Parolen und Rituale festigen das Gemeinschaftsgefühl, helfen dem Individuum in der Gruppe aufzugehen. Sie vereinheitlichen und zementieren Meinung, sind derer Vielfalt Feind. Hört sich schlimm an, ist jedoch notwendig wenn es darum geht, einen sichtbaren Widerstand zu formieren. Leider. Es ist ein schmaler Grat zwischen der Stärke geschlossener Reihen und der Freiheit der Gedanken. Es ist verlockend aber gefährlich sich als Teil eines Größeren mitreißen zu lassen. Das Gefühl mit Zehntausenden durch die Straßen zu ziehen und mit der Vuvuzela dem einenden Feind entgegenzutröten ist berauschend – und macht mir Angst. Angst vor meiner eigenen Anfälligkeit in der Masse aufzugehen und mitzuschwimmen. Angst vor dem Gefühlstsunami, der über mich schwappt und mein kritisches Denken wegschwemmt. Alle Alarmglocken gehen an.

▶ BEREITGESTELLTES MATERIAL:
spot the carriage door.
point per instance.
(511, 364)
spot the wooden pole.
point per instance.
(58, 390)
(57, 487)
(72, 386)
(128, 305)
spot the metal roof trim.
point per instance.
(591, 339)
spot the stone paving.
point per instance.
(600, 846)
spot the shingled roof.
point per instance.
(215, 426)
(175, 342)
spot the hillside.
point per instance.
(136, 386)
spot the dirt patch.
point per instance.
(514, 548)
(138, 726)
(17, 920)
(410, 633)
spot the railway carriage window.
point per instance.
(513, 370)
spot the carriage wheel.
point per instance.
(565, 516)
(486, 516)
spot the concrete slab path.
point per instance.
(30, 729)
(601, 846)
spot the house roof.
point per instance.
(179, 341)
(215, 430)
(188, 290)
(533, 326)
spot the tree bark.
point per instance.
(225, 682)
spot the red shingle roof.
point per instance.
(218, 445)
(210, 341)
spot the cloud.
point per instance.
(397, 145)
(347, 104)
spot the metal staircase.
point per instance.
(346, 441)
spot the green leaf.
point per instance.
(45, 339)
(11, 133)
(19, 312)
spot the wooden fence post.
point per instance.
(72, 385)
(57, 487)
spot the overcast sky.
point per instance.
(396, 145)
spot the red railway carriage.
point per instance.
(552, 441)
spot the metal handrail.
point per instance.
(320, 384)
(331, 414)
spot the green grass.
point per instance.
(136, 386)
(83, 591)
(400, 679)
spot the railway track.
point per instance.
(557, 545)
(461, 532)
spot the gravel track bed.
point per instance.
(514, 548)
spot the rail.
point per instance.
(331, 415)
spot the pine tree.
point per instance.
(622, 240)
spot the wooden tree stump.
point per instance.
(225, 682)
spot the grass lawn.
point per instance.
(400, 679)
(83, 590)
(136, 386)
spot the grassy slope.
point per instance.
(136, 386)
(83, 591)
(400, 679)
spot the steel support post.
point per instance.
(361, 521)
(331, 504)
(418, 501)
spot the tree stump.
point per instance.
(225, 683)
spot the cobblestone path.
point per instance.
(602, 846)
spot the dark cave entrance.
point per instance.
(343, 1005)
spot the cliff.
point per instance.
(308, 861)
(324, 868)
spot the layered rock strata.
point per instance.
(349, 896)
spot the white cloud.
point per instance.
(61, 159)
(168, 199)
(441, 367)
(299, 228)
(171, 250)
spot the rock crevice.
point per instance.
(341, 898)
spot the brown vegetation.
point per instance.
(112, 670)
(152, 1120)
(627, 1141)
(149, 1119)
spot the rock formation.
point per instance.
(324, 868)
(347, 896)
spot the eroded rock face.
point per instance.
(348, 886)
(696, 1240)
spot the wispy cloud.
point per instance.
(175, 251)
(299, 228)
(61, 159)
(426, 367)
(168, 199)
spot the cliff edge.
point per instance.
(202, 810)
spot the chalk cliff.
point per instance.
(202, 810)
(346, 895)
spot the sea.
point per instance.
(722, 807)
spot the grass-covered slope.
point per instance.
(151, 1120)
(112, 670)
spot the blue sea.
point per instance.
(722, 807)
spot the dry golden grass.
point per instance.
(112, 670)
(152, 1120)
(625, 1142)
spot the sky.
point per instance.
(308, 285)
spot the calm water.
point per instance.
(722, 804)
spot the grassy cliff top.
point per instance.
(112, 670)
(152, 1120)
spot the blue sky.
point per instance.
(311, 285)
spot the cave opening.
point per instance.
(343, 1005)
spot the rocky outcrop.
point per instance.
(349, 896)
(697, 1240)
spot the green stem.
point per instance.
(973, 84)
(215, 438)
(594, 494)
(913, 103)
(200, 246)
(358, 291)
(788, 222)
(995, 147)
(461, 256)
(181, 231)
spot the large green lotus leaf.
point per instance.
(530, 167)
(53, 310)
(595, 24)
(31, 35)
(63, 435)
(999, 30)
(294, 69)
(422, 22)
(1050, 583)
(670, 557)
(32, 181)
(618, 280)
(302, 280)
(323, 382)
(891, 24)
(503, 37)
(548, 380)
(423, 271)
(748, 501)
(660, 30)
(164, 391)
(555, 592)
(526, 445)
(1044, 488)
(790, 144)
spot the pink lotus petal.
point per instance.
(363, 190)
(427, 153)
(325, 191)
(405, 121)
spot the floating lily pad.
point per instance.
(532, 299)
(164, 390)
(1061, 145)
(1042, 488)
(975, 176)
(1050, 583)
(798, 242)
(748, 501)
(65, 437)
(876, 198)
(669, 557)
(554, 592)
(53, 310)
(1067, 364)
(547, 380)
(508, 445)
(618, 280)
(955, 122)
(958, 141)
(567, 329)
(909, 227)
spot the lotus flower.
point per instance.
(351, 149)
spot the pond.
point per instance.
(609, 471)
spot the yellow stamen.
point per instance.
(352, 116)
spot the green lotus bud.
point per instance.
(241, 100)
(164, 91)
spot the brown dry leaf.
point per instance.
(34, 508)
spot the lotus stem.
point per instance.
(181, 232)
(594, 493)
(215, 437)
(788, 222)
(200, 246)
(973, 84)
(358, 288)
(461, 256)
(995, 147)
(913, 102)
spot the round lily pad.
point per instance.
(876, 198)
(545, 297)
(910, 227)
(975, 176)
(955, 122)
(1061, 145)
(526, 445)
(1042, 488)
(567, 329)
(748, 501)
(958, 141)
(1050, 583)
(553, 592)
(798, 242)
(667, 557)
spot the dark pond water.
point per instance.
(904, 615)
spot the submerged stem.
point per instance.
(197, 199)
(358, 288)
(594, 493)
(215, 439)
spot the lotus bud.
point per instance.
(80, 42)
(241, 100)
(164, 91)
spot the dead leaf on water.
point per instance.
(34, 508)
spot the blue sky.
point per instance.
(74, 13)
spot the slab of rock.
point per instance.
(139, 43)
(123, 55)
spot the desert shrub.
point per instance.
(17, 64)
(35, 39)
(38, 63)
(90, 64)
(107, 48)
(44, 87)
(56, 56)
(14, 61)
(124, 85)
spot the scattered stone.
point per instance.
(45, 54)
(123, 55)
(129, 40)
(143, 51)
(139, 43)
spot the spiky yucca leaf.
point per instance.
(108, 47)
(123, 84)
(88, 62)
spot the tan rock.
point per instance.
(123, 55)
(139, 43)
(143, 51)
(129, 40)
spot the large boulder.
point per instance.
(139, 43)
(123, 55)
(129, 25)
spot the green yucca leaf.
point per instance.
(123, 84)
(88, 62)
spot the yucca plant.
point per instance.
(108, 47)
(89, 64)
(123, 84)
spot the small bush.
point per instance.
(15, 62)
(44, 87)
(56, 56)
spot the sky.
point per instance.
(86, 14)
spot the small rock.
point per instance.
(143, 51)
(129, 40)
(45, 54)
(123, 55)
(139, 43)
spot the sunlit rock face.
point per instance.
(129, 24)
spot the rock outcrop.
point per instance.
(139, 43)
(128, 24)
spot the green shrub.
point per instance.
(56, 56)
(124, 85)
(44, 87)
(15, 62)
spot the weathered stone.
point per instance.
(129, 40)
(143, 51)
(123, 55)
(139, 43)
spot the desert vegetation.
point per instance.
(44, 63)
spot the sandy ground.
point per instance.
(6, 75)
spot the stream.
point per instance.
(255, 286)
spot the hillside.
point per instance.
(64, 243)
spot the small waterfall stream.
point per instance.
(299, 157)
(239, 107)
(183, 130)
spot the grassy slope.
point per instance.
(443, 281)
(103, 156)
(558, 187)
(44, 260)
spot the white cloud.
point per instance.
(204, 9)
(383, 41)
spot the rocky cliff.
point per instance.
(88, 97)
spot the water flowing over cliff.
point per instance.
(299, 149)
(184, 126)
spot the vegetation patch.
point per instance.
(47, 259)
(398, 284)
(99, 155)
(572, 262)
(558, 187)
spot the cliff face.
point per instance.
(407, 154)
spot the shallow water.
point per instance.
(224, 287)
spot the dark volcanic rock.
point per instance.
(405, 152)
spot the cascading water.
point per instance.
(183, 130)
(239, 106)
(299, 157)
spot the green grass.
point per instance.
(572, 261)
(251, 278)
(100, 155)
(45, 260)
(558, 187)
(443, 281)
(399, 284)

▶ AUFGABEN:
- 1) Schreiben Sie aus dem Text über Parolen und Rituale die Passage von "Parolen und Rituale" bis einschließlich "Alarmglocken gehen an." wortgetreu ab.
- 2) Beantworten Sie zum Text über Parolen und Rituale diese Fragen:
(a) Wessen Feind sind Parolen und Rituale?
(b) Mit welchem Instrument wird dem einenden Feind entgegengetrötet?
(c) Was schwemmt der Gefühlstsunami weg?
- 3) Wie könnte der Text über Parolen und Rituale nach dem Satz "Alle Alarmglocken gehen an." weitergehen? Schreiben Sie die Fortsetzung.

▶ DIE ANTWORTEN:
- 1)
Parolen und Rituale festigen das Gemeinschaftsgefühl, helfen dem Individuum in der Gruppe aufzugehen. Sie vereinheitlichen und zementieren Meinung, sind derer Vielfalt Feind. Hört sich schlimm an, ist jedoch notwendig wenn es darum geht, einen sichtbaren Widerstand zu formieren. Leider. Es ist ein schmaler Grat zwischen der Stärke geschlossener Reihen und der Freiheit der Gedanken. Es ist verlockend aber gefährlich sich als Teil eines Größeren mitreißen zu lassen. Das Gefühl mit Zehntausenden durch die Straßen zu ziehen und mit der Vuvuzela dem einenden Feind entgegenzutröten ist berauschend – und macht mir Angst. Angst vor meiner eigenen Anfälligkeit in der Masse aufzugehen und mitzuschwimmen. Angst vor dem Gefühlstsunami, der über mich schwappt und mein kritisches Denken wegschwemmt. Alle Alarmglocken gehen an.

- 2)
(a) Der Vielfalt der Meinung.
(b) Mit der Vuvuzela.
(c) Das kritische Denken.

- 3)
Schwindender Protest
Nicht alle haben ein solches Alarmsystem. Aus Widerstand wird Lebenssinn, Kritik ist nicht mehr erwünscht, Kommunikation mit Andersdenkenden wird zunehmend schwieriger. Es bedarf nicht vieler Fanatiker, um gemäßigtere Bahnhofsgegner zu vergrätzen. Und die bleiben dann fern, die Bewegung wird zur geschlossenen Gesellschaft. Nach außen scheint es, als ob der Widerstand verschwinden würde. Und das ist ein großer Irrtum. Nur weil viele Leute nicht mehr gegen das Großprojekt auf die Straße gehen, heißt das noch lange nicht, dass sie sich damit abgefunden haben. Und nicht alle wollen einen Bahnhof zu ihrem Lebensinhalt machen.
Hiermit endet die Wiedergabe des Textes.